Work required: Write out every line of the items below verbatim, omitting the pictures from your answer.

Items from a point labeling set:

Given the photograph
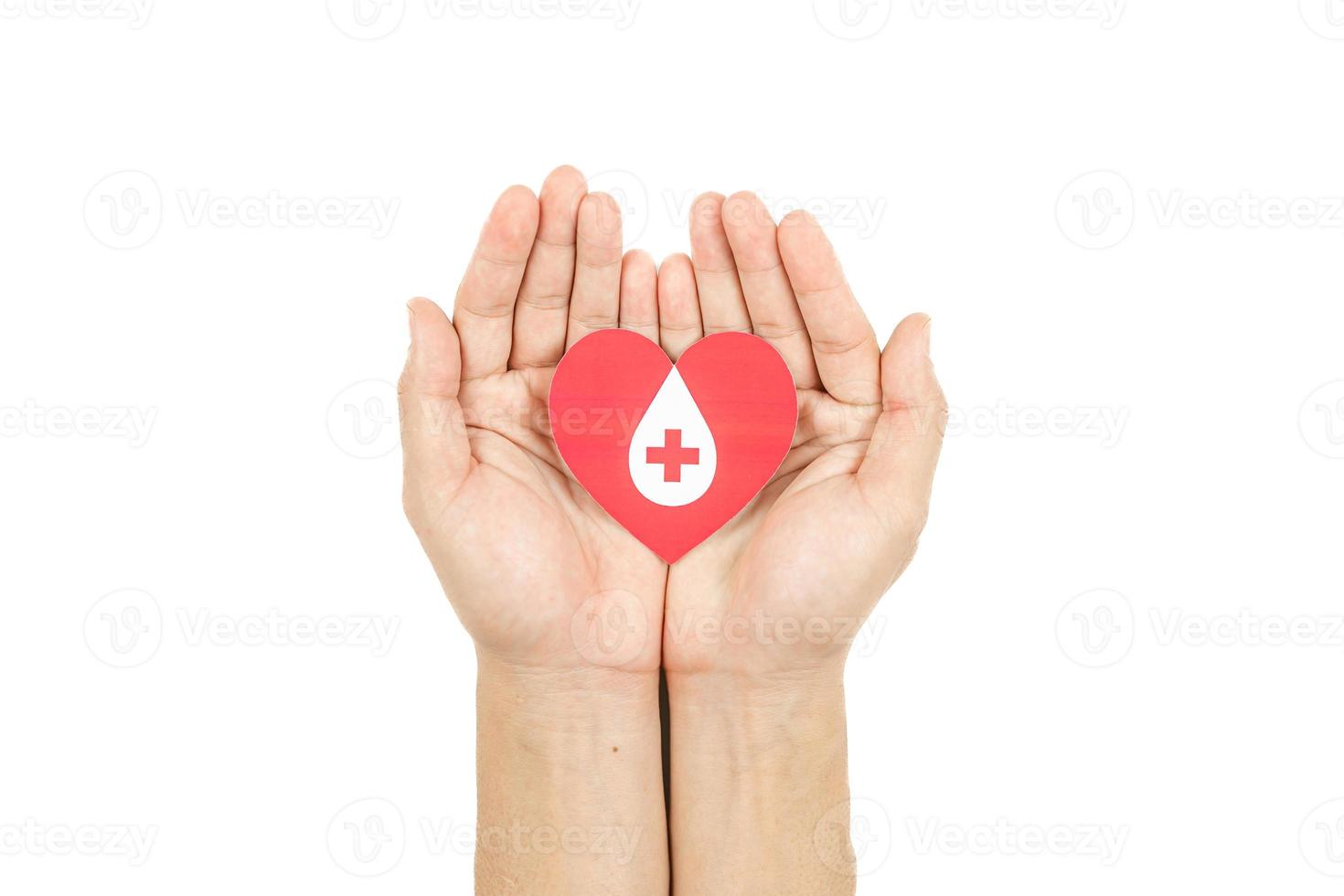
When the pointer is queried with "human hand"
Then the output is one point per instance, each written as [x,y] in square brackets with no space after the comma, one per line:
[538,572]
[785,584]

Response to this exercise:
Given the photograph
When the pointer is queried with "human hand"
Then the output is one point per instance, each written as [x,y] in square brackets with no space after the comma, one per line:
[538,572]
[785,584]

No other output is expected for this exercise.